Text in the records must be reproduced exactly, and pictures must be skipped.

= Beginning of Section =

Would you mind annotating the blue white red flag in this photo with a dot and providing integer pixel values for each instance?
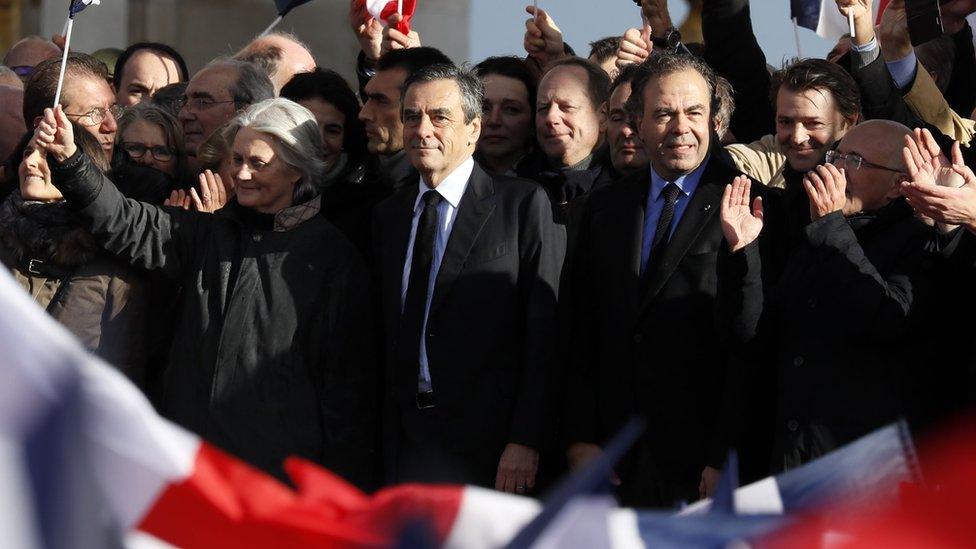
(78, 5)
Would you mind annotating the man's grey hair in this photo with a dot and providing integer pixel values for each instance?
(471, 87)
(664, 64)
(252, 86)
(296, 138)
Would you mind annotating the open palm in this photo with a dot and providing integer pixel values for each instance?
(741, 221)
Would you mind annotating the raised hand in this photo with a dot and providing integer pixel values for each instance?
(393, 39)
(741, 224)
(54, 135)
(826, 186)
(543, 39)
(368, 31)
(635, 46)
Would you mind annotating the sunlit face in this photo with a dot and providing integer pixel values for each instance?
(263, 181)
(211, 89)
(567, 122)
(332, 124)
(507, 121)
(807, 125)
(84, 94)
(626, 149)
(34, 175)
(381, 112)
(676, 125)
(877, 181)
(145, 143)
(145, 72)
(438, 138)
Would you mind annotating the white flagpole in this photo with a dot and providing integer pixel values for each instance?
(796, 35)
(64, 60)
(272, 25)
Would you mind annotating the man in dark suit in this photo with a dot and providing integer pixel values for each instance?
(641, 293)
(468, 269)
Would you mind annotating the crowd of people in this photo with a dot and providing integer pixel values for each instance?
(479, 275)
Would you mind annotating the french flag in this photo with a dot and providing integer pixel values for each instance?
(823, 17)
(384, 9)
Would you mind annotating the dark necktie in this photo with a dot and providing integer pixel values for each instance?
(412, 319)
(663, 231)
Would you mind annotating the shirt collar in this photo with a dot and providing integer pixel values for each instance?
(453, 186)
(686, 183)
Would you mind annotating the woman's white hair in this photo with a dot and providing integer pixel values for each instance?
(296, 138)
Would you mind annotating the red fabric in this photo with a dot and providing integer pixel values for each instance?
(227, 503)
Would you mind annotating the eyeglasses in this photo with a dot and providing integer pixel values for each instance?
(138, 150)
(854, 161)
(198, 103)
(97, 115)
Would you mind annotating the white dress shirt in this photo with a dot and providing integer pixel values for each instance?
(451, 190)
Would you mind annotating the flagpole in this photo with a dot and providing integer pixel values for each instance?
(796, 35)
(64, 60)
(272, 25)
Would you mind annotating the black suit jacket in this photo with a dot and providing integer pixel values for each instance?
(648, 349)
(491, 326)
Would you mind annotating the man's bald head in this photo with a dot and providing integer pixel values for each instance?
(30, 52)
(876, 183)
(282, 55)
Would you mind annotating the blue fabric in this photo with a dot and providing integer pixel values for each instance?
(655, 203)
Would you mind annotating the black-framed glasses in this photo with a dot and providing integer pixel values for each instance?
(854, 161)
(138, 150)
(97, 115)
(197, 104)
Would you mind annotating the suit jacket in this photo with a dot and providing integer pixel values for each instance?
(648, 349)
(491, 325)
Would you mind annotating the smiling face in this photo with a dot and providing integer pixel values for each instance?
(264, 182)
(508, 122)
(567, 122)
(676, 125)
(332, 125)
(85, 93)
(381, 112)
(434, 129)
(626, 149)
(807, 125)
(145, 72)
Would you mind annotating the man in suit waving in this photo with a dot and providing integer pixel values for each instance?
(642, 293)
(468, 268)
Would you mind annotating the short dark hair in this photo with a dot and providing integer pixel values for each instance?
(43, 84)
(604, 48)
(472, 90)
(160, 49)
(513, 67)
(252, 86)
(412, 60)
(663, 64)
(597, 82)
(819, 74)
(332, 88)
(625, 76)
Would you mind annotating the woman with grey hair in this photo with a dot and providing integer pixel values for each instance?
(274, 354)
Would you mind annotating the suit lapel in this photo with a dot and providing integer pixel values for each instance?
(703, 206)
(476, 206)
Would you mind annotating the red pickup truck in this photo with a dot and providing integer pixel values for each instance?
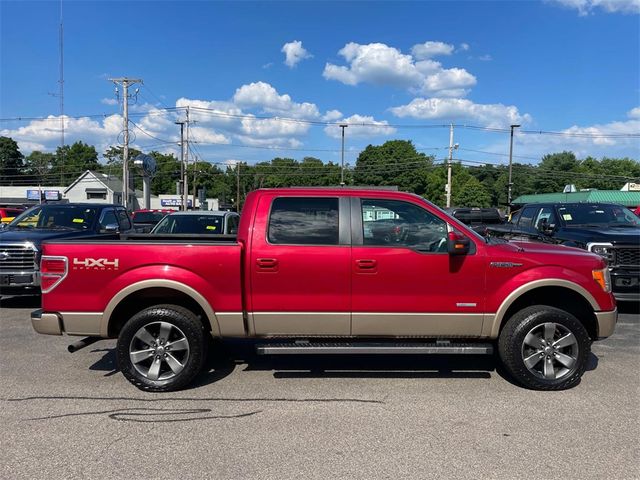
(325, 271)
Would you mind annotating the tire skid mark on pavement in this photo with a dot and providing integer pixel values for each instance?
(172, 415)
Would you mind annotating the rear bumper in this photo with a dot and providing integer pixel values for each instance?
(606, 323)
(46, 323)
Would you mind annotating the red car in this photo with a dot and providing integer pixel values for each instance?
(331, 271)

= End of Section =

Answer section:
Would you mind annotating the blue white red flag in this photo with a dot and providing integer pixel values for each instance?
(78, 5)
Would you mind annotating the man's grey hair in this photo with a dot and providing integer pixel values for each instance?
(471, 87)
(664, 64)
(252, 86)
(296, 138)
Would you mind annotating the open palm in this photo with a dot and providing integer pixel values for each instance?
(741, 221)
Would you mind annotating the raised hand in this photo with a dot and providing integer pixel values for each instance?
(393, 39)
(741, 224)
(54, 135)
(826, 186)
(543, 39)
(368, 31)
(635, 46)
Would you mind annotating the sunlit face in this photo with a dot and providing integer pixel values for each instance?
(263, 181)
(211, 89)
(567, 122)
(332, 124)
(507, 121)
(807, 125)
(84, 94)
(626, 149)
(34, 175)
(381, 112)
(676, 125)
(877, 181)
(145, 143)
(145, 72)
(438, 138)
Would you mind annotating the white flagpole in this photo with a dot and providing integer pixel values for each instance?
(796, 35)
(64, 60)
(272, 25)
Would you mind annotating the man in dark suit in this photo with a dot and providing integer pixel values for each instance?
(641, 293)
(468, 269)
Would you mind annotating the crowd of people in this photo with a dot and providing integer pixel values for each instance?
(479, 275)
Would you mind annotating the french flag in this photo with a dot and providing integer pixel values for each instance?
(823, 17)
(384, 9)
Would you mind annotating the dark necktie in this photo with a dot and providing integer pixel values for each instance?
(412, 319)
(663, 231)
Would you mind annotating the shirt collar in this photo with a dot and providing integer pixel values for each instance?
(453, 186)
(686, 183)
Would you mind annotating the woman's white hair in this photo with a dot and providing integer pixel values for each instance?
(296, 138)
Would you mind annotating the red fabric in this photo with a dot and providing integer pixel values for each instance?
(227, 503)
Would you mind annotating the eyeglasses in this photo with a dot and providing integer pixel values for each instance?
(138, 150)
(854, 161)
(198, 103)
(97, 115)
Would you mind annotating the white dress shirt in this photo with a dot and providing integer pixel values for each instance?
(451, 190)
Would you mind annotating the flagpole in this photo with a dot and providing integer pixel values for each instance?
(796, 35)
(64, 60)
(272, 25)
Would you mind annotating the black suit jacket in this photo with a dot and providing integer pixel values for each instance?
(648, 349)
(491, 326)
Would you mind annotating the man's bald head in this photo with a dot and providing integer pixel values for each instance?
(30, 52)
(876, 183)
(282, 55)
Would you mind annotating the blue fabric in this photo with a dot and providing integer pixel values for each instance?
(655, 203)
Would you mind annotating the black-framed glasses in this photo with a dot and providing integer pixel values for each instance?
(854, 161)
(138, 150)
(97, 115)
(197, 104)
Would you mind annotating the suit jacket in this photo with a dot and providing integer pixel values for each instance?
(648, 349)
(491, 325)
Would you mind annotating the smiling face in this photo with a dot and providing integer pixel values for each instance?
(264, 182)
(508, 122)
(567, 122)
(676, 125)
(332, 125)
(85, 93)
(381, 112)
(434, 129)
(626, 149)
(807, 125)
(145, 72)
Would you mind annotating the man in suit waving in this photo with a dot and providing integer pixel values for each instance?
(642, 293)
(468, 268)
Would you mind annotating the short dark hair in this photo with a dot and providing integer pixel values for each instance?
(43, 84)
(604, 48)
(472, 90)
(160, 49)
(513, 67)
(252, 86)
(412, 60)
(663, 64)
(597, 82)
(819, 74)
(332, 88)
(625, 76)
Would you mind annotating the woman with grey hair in this photo with a dot and providing integer pixel values for each instance?
(274, 354)
Would you mind annotating the suit lapel in this photo with a dot and providing integer pixel values for each instance?
(703, 206)
(476, 206)
Would you mind annotating the red pickup truck in this photo with a dot and providing integer pixel values for each instance?
(325, 271)
Would you mind annotating the tire skid mark on pavement in this photo with a dot and providing integer pixel values for each instance?
(172, 415)
Would you mind annotating the rear bumper in this photo with a dot and providing integer pixel values for each instance?
(606, 323)
(46, 323)
Would you mind annotating the red car in this photo with a dot and providing integer pixel values for each instance?
(331, 271)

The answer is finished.